### Your objective
Lay out the data below as a Markdown table with two columns, Row and Line: Row holds a running number and Line holds one line of the data. Leave out blank lines.

### Data for processing

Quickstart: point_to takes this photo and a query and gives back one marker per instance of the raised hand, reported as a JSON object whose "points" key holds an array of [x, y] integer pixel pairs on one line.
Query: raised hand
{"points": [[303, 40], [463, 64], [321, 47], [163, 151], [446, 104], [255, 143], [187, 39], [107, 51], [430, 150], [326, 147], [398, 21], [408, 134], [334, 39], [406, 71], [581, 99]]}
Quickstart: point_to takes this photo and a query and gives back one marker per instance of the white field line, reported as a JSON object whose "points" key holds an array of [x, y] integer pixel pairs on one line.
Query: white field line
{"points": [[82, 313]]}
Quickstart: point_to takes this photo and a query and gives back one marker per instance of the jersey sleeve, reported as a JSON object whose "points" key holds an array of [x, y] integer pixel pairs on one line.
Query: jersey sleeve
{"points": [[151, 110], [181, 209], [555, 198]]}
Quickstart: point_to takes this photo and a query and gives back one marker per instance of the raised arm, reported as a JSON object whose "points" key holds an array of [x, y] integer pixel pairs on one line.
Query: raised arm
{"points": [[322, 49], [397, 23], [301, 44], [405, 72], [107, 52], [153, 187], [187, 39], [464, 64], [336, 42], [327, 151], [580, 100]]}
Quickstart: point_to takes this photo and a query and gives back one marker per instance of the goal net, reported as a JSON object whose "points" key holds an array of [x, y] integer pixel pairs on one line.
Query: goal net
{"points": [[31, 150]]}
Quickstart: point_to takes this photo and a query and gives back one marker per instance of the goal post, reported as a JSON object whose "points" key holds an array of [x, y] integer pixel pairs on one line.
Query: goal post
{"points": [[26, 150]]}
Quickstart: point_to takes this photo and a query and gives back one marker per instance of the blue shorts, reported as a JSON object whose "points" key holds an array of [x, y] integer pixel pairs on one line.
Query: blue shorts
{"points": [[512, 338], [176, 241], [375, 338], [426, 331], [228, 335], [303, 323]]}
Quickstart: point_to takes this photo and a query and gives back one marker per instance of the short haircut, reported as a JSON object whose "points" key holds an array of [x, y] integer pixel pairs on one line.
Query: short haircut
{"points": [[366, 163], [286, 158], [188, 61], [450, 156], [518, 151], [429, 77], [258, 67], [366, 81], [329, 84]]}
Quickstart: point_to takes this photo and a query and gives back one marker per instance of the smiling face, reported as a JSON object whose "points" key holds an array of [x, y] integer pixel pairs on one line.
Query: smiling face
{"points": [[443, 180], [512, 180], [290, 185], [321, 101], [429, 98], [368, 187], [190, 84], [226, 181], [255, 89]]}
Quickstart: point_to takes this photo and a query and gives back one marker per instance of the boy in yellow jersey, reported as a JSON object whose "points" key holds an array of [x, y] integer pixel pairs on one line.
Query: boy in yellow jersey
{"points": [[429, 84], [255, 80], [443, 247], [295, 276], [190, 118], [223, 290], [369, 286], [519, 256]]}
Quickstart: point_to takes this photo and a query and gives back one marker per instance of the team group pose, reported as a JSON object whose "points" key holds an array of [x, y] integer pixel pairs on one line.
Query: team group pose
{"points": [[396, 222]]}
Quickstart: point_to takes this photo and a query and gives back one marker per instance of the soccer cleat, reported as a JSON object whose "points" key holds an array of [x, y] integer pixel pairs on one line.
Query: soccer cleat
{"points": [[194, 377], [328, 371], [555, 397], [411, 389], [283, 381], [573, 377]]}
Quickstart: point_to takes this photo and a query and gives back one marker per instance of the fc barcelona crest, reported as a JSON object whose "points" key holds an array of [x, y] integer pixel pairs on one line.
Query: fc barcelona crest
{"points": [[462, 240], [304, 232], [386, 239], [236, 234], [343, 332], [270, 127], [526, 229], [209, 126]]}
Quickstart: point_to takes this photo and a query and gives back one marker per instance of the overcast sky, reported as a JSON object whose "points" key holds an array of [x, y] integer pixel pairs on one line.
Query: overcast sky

### Expected output
| Row | Line |
|---|---|
| 1 | Quickstart: point_to takes this photo and a query and gives back one marker per instance of the raised hand, reported as a JSON object whose "points" key holds an array of [x, y] integer pixel pairs on one line. |
| 2 | Query: raised hand |
| 3 | {"points": [[303, 40], [463, 64], [321, 47], [163, 151], [446, 104], [255, 143], [187, 39], [107, 51], [430, 150], [326, 147], [398, 21], [408, 134], [334, 39], [406, 71], [581, 99]]} |
| 4 | Quickstart: point_to takes this photo and a query and gives back one marker per instance of the white field line, reported as a JSON object whose "points" key holds an array of [x, y] integer pixel pairs on one line. |
| 5 | Query: white field line |
| 6 | {"points": [[82, 313]]} |
| 7 | Quickstart: point_to takes this photo and a query and gives back one marker per instance of the jersey sleeve, reported as a JSON object whose "points" key holds an array of [x, y] integer pixel pairs on one line. |
| 8 | Query: jersey sleeve |
| 9 | {"points": [[151, 110], [181, 209], [555, 198]]} |
| 10 | Quickstart: point_to takes this photo and a query and gives back one marker per instance of the raised arm, reported as a JSON object whose "points" key holds an array of [x, y] integer pixel pairs on one line. |
| 11 | Query: raised arm |
| 12 | {"points": [[322, 49], [397, 23], [301, 44], [405, 72], [107, 52], [153, 187], [187, 39], [464, 64], [336, 42], [327, 151], [580, 100]]} |
| 13 | Quickstart: point_to takes this photo and a query and gives back one marker per instance of the goal net, reported as a JSON object whose "points" key holds an array of [x, y] integer pixel pairs on one line. |
| 14 | Query: goal net |
| 15 | {"points": [[31, 150]]} |
| 16 | Quickstart: point_to takes this photo and a query and gives back one marker per instance of the goal post, reported as a JSON object whose "points" key holds an array of [x, y] integer pixel pairs on one line. |
| 17 | Query: goal post |
| 18 | {"points": [[26, 150]]} |
| 19 | Quickstart: point_to takes this photo and a query and gives back one marker per instance of the blue shorts, reported as a JSON object whose "points" key holds an array of [x, y] integer pixel pairs on one line. |
| 20 | Query: blue shorts |
| 21 | {"points": [[512, 338], [176, 241], [375, 338], [426, 331], [228, 335], [303, 323]]} |
| 22 | Quickstart: point_to takes this photo and a query and gives back one marker per instance of the short haircut, reported as a JSON object whose "points" key holds an array of [x, y] integer pixel pairs on one line. |
| 23 | Query: short haircut |
| 24 | {"points": [[366, 163], [286, 158], [188, 61], [450, 156], [518, 151], [429, 77], [258, 67], [366, 81], [329, 84]]} |
| 25 | Quickstart: point_to takes this photo and a query and gives back one marker per instance of the smiling face, reported as a JSON object whose "points" key holds an array of [x, y] integer pixel pairs on one line. |
| 26 | Query: smiling face |
| 27 | {"points": [[443, 180], [512, 180], [290, 185], [321, 101], [429, 98], [368, 187], [190, 84], [226, 181], [255, 89]]} |
| 28 | Quickstart: point_to takes this photo and a query and gives back one marker per instance of the boy in yellow jersey, reported as a JSON object whose "points" key holds an array of [x, y] integer pixel pairs on one line. |
| 29 | Query: boy in yellow jersey |
| 30 | {"points": [[429, 84], [255, 80], [443, 247], [295, 276], [190, 118], [223, 290], [369, 286], [519, 256]]} |
| 31 | Quickstart: point_to takes this photo and a query and gives back one marker per instance of the team group pose, reported as a JSON object whose "points" key holds an array of [x, y] integer pixel pairs on one line. |
| 32 | Query: team group pose |
| 33 | {"points": [[396, 222]]} |
| 34 | Quickstart: point_to takes this photo and a query and gives back one marker per instance of the soccer cleat, reported as a JSON object whose "points" key holds an array of [x, y] integer pixel pairs on one line. |
| 35 | Query: soccer cleat |
| 36 | {"points": [[194, 377], [328, 371], [555, 397], [411, 389], [283, 381], [573, 377]]} |
| 37 | Quickstart: point_to takes this photo and a query and gives back one marker per instance of the fc barcelona crest, reported as a JSON object whose "points" key holds an array of [x, y] integer pixel pairs on one line. |
| 38 | Query: fc barcelona crest |
| 39 | {"points": [[462, 240], [304, 232], [386, 239], [236, 234], [343, 332], [270, 127], [526, 229], [209, 126]]} |
| 40 | Quickstart: point_to takes this photo and a query and gives back one marker per instance of the overcast sky, reported as a JSON object whose "points" key holds an array of [x, y] integer pixel pairs on one line. |
| 41 | Query: overcast sky |